__Given entries__.

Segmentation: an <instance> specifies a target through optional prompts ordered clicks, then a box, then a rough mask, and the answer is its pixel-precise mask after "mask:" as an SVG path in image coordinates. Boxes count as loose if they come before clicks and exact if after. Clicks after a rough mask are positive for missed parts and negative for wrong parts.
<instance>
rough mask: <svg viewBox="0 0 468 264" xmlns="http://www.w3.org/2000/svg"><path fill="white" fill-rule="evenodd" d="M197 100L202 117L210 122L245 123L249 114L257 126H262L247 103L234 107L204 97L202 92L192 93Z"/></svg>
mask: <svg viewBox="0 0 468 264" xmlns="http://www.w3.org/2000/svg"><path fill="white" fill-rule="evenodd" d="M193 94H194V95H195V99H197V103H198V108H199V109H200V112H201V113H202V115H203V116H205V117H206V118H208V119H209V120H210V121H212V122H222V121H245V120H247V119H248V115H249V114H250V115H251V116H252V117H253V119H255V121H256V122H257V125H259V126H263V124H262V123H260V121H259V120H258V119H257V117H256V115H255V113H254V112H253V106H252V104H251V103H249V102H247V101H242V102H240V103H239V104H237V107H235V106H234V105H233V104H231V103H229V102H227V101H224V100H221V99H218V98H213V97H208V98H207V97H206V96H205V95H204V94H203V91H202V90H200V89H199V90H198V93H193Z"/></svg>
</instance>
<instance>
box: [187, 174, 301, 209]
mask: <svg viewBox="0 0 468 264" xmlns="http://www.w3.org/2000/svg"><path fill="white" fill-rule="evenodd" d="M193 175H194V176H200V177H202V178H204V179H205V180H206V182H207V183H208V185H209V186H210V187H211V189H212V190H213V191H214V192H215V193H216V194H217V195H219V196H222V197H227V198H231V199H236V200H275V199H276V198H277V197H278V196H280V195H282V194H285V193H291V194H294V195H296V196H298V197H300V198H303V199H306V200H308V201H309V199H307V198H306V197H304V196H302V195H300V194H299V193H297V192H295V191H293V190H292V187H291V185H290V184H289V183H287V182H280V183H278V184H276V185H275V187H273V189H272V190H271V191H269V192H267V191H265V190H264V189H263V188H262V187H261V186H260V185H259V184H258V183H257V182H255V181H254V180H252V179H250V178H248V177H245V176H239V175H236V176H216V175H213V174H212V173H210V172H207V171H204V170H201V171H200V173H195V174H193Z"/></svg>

__What this task involves__.
The answer should be the full listing, repeated without any change.

__Result below__.
Segmentation: an <instance> specifies a target through optional prompts ordered clicks, then a box, then a rough mask, and the answer is its pixel-precise mask after "mask:" as an SVG path in image coordinates. Boxes count as loose if they come before clicks and exact if after. Clicks after a rough mask are positive for missed parts and negative for wrong parts.
<instance>
rough mask: <svg viewBox="0 0 468 264" xmlns="http://www.w3.org/2000/svg"><path fill="white" fill-rule="evenodd" d="M197 100L202 117L210 122L245 123L249 114L257 126H262L247 103L234 107L204 97L202 92L192 93Z"/></svg>
mask: <svg viewBox="0 0 468 264" xmlns="http://www.w3.org/2000/svg"><path fill="white" fill-rule="evenodd" d="M193 94H194V95H195V99H197V103H198V108H199V109H200V112H201V113H202V115H203V116H205V117H206V118H208V119H209V120H210V121H212V122H222V121H245V120H247V119H248V115H249V114H250V115H251V116H252V117H253V119H255V121H256V122H257V125H259V126H263V124H262V123H260V121H259V120H258V119H257V117H256V115H255V113H254V112H253V106H252V104H251V103H249V102H247V101H242V102H240V103H239V104H237V107H235V106H234V105H233V104H231V103H229V102H227V101H224V100H221V99H218V98H213V97H208V98H207V97H206V96H205V95H204V94H203V91H202V90H200V89H199V90H198V93H193Z"/></svg>
</instance>
<instance>
box: [187, 174, 301, 209]
mask: <svg viewBox="0 0 468 264" xmlns="http://www.w3.org/2000/svg"><path fill="white" fill-rule="evenodd" d="M193 175H194V176H200V177H202V178H204V179H205V180H206V182H207V183H208V185H209V186H210V187H211V189H212V190H213V191H214V192H215V193H216V194H217V195H219V196H222V197H227V198H231V199H236V200H275V199H276V198H277V197H278V196H280V195H282V194H285V193H291V194H294V195H296V196H298V197H300V198H303V199H306V200H308V201H309V199H307V198H306V197H304V196H302V195H300V194H299V193H297V192H295V191H293V190H292V187H291V185H290V184H289V183H287V182H280V183H278V184H276V185H275V187H273V189H272V190H271V191H269V192H267V191H265V190H264V189H263V188H262V187H261V186H260V185H259V184H258V183H257V182H255V181H254V180H252V179H250V178H248V177H245V176H239V175H236V176H216V175H213V174H212V173H210V172H207V171H204V170H201V171H200V173H195V174H193Z"/></svg>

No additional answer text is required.